MATERIAL SHOWN:
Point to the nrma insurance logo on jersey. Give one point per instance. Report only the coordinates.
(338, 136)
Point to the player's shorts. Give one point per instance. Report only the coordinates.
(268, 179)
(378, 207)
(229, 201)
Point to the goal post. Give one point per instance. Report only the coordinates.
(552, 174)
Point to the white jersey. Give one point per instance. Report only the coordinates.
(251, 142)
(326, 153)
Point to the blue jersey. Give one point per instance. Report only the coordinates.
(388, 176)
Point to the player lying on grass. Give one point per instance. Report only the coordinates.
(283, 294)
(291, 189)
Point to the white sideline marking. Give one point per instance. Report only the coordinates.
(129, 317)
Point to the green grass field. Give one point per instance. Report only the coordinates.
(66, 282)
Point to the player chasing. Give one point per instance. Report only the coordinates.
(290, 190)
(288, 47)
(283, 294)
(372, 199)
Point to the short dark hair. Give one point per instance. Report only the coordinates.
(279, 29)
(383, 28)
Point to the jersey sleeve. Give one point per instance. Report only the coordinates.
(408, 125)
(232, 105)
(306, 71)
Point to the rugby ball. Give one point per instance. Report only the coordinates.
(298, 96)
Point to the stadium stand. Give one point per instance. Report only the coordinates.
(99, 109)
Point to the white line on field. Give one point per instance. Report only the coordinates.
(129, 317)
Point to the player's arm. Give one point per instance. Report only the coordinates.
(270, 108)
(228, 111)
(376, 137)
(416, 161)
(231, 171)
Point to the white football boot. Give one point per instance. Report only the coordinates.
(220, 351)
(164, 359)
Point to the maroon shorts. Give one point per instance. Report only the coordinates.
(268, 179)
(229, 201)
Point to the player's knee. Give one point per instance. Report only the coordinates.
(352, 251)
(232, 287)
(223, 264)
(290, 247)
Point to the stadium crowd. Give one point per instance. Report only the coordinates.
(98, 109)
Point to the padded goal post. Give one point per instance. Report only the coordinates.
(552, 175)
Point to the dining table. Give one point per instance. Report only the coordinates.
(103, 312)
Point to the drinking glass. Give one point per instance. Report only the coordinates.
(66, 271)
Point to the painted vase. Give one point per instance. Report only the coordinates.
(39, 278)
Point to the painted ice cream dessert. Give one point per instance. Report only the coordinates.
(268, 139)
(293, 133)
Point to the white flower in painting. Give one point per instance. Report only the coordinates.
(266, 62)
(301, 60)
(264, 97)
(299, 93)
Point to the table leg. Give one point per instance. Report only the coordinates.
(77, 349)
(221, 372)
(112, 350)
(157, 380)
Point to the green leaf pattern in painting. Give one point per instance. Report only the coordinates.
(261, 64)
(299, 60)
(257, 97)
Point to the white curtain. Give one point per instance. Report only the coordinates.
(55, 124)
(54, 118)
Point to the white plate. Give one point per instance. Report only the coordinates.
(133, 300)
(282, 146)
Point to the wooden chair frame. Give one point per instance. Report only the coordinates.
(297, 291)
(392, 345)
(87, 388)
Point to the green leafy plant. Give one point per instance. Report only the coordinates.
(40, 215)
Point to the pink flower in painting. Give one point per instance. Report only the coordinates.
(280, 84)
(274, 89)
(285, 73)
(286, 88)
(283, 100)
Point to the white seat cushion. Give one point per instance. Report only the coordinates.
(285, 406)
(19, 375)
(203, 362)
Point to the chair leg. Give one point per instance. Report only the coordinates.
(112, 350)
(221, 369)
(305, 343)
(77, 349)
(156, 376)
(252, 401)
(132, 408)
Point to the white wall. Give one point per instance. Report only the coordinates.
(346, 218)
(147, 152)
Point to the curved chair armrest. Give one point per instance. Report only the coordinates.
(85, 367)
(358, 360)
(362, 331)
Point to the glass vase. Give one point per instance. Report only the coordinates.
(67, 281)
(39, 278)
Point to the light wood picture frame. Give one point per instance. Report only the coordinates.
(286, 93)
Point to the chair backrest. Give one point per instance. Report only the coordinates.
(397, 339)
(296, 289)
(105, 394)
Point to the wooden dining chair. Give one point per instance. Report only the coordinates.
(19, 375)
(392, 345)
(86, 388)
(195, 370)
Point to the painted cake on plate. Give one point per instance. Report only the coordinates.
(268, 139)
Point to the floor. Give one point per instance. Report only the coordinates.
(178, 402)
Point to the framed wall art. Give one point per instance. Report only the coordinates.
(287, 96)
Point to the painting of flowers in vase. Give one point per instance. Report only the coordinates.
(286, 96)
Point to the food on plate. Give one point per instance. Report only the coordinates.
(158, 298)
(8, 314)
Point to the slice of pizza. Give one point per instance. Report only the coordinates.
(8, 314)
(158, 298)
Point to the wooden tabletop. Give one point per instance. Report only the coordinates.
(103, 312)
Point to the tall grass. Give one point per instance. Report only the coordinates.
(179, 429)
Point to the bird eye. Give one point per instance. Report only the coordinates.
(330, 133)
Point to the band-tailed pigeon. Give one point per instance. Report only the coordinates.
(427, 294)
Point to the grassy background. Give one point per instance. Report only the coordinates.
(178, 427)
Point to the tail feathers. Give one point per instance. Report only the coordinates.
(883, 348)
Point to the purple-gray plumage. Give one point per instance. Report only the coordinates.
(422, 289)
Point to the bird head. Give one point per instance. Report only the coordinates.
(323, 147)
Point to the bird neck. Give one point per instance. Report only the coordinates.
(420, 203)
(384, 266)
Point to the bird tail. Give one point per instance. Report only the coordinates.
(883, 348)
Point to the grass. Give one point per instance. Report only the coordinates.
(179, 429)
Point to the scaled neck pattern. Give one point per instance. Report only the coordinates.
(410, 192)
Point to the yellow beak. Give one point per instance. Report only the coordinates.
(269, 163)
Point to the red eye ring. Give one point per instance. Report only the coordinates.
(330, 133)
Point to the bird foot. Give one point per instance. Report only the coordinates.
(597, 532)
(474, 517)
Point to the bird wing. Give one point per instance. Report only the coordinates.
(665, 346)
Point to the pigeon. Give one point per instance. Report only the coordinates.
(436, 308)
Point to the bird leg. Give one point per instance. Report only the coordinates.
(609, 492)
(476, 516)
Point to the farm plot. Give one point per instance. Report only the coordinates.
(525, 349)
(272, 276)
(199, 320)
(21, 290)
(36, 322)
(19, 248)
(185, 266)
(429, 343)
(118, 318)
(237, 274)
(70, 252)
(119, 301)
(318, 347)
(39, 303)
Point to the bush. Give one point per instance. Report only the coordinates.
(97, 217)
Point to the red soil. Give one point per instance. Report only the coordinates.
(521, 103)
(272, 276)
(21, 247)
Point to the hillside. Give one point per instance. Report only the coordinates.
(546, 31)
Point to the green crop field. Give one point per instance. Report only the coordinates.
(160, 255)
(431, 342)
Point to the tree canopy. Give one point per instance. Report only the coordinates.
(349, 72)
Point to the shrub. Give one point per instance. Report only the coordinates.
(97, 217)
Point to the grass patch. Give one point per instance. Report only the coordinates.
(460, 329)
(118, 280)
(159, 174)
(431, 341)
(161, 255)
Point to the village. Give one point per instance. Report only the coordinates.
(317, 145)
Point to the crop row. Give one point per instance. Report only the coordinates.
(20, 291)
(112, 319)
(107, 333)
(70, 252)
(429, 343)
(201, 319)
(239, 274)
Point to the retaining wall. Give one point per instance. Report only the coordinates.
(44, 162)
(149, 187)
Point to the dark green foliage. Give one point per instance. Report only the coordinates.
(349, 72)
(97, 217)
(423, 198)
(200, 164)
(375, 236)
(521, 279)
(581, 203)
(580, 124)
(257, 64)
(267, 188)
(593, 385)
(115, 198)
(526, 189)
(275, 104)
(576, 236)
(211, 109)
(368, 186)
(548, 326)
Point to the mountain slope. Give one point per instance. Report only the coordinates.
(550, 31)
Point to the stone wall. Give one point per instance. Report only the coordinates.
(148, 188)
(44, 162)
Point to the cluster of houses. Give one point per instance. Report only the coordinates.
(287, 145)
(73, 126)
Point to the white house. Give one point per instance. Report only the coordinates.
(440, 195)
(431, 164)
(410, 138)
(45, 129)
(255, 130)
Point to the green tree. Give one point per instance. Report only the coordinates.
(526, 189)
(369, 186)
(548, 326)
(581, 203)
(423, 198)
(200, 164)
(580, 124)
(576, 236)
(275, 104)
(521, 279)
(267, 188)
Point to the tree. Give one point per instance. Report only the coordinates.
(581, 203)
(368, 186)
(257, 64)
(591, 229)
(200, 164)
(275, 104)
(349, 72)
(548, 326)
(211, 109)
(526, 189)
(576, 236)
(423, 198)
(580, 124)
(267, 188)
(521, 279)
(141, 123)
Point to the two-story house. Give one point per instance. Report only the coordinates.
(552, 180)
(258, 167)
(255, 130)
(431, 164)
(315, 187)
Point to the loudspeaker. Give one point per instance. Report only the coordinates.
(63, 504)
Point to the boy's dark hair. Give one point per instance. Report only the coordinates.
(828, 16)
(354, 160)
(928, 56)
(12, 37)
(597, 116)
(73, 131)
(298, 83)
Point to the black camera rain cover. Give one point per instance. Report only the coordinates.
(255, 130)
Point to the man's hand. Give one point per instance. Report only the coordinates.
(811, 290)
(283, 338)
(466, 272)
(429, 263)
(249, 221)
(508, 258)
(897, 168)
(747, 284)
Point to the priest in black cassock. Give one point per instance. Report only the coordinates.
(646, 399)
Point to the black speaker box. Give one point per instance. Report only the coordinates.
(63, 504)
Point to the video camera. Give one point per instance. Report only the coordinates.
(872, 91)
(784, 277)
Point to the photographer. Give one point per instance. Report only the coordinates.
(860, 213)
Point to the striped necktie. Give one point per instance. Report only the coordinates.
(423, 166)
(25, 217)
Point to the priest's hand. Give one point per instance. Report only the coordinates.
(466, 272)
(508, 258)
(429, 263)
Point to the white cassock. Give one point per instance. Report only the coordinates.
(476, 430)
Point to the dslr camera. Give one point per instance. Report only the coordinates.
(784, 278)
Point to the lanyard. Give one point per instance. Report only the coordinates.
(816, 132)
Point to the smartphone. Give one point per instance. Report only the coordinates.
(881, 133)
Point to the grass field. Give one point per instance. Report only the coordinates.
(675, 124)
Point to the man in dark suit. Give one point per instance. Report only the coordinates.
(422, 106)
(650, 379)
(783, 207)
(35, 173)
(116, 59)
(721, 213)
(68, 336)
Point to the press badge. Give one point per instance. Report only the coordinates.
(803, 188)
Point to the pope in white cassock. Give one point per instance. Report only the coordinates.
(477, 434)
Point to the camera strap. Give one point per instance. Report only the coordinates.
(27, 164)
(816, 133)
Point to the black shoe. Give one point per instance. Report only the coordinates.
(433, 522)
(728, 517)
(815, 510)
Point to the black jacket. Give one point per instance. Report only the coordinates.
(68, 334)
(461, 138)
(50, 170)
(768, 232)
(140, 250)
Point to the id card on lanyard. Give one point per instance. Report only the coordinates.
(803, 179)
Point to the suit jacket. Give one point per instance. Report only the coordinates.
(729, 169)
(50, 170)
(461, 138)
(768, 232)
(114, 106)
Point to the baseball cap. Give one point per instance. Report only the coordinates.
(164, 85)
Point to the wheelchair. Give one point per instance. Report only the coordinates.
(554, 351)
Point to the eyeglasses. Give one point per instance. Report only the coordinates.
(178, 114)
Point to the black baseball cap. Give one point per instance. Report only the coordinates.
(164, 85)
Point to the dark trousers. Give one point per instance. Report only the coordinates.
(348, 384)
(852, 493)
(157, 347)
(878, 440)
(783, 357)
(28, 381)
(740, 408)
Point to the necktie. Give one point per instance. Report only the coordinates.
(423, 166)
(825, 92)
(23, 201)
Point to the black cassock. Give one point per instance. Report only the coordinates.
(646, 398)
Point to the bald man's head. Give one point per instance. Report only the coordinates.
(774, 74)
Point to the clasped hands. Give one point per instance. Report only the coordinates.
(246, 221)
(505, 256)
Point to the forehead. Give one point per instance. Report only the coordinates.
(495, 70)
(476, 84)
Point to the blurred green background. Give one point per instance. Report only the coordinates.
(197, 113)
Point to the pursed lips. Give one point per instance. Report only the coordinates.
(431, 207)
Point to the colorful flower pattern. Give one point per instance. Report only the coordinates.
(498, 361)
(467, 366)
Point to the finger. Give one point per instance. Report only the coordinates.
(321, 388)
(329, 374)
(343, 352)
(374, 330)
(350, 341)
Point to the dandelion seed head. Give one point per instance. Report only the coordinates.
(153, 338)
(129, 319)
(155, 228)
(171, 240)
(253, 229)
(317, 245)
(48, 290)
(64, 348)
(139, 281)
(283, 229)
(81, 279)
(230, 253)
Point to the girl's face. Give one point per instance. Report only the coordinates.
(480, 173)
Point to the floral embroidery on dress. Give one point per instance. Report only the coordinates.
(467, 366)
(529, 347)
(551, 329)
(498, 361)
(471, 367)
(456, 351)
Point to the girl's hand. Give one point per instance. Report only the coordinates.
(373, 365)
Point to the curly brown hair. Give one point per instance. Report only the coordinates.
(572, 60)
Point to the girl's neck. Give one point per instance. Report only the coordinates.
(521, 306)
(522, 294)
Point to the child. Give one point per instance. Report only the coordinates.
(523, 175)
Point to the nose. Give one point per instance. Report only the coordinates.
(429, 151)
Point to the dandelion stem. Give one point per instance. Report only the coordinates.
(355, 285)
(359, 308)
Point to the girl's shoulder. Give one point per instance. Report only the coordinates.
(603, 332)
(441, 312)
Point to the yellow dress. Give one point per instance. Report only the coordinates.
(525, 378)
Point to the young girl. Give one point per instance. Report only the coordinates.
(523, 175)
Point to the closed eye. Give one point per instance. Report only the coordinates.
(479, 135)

TASK DESCRIPTION: Every line from the one holding "Point to the black cassock." through the final line of the listing must be echoed exactly; leave out all other lines.

ANSWER FOR THIS EXERCISE:
Point to the black cassock. Give one point per instance. Report only the coordinates.
(646, 398)
Point to the bald man's head. Give one point per instance. Report only the coordinates.
(774, 74)
Point to the clasped hands. Give one point per instance. Report only the coordinates.
(246, 221)
(505, 256)
Point to the forehead. Give one point per instance. Report only the coordinates.
(495, 70)
(476, 84)
Point to the blurred green background. Give one point per instance. Report only the coordinates.
(197, 113)
Point to the pursed lips. Give one point per instance. Report only the coordinates.
(431, 207)
Point to the colorful flower pattern. Give one point per instance. Report only the coordinates.
(498, 361)
(467, 366)
Point to the finger. Give one point per instance. Report only the coordinates.
(321, 388)
(329, 374)
(343, 352)
(374, 330)
(350, 341)
Point to the dandelion seed head. Give one point per instance. Report only the coordinates.
(153, 338)
(129, 319)
(155, 228)
(171, 240)
(253, 229)
(317, 245)
(48, 290)
(64, 348)
(139, 281)
(283, 229)
(81, 279)
(230, 253)
Point to the girl's face. Give one point per instance. Report only the coordinates.
(480, 173)
Point to the floral embroidery on dress. Give one point per instance. Report only the coordinates.
(467, 366)
(529, 347)
(551, 329)
(498, 361)
(471, 367)
(456, 351)
Point to the girl's hand. Give one point per instance. Report only the coordinates.
(373, 365)
Point to the curly brown hair. Give one point per instance. Report only the coordinates.
(572, 60)
Point to the girl's neck. Give one point per instance. Report only the coordinates.
(521, 306)
(522, 294)
Point to the child. Give one point per instance. Report only the coordinates.
(523, 175)
Point to the nose. Give one point per instance. Report only the coordinates.
(429, 151)
Point to the dandelion stem. Give one point per instance. Report only the coordinates.
(355, 285)
(359, 308)
Point to the girl's shoulder. Give one point per instance. Report only the coordinates.
(603, 332)
(441, 312)
Point to the yellow dress. Give one point per instance. Report only the coordinates.
(525, 378)
Point to the young girl. Give one point per instance. Report only the coordinates.
(523, 175)
Point to the closed eye. Give one point per instance. Report only the coordinates.
(479, 135)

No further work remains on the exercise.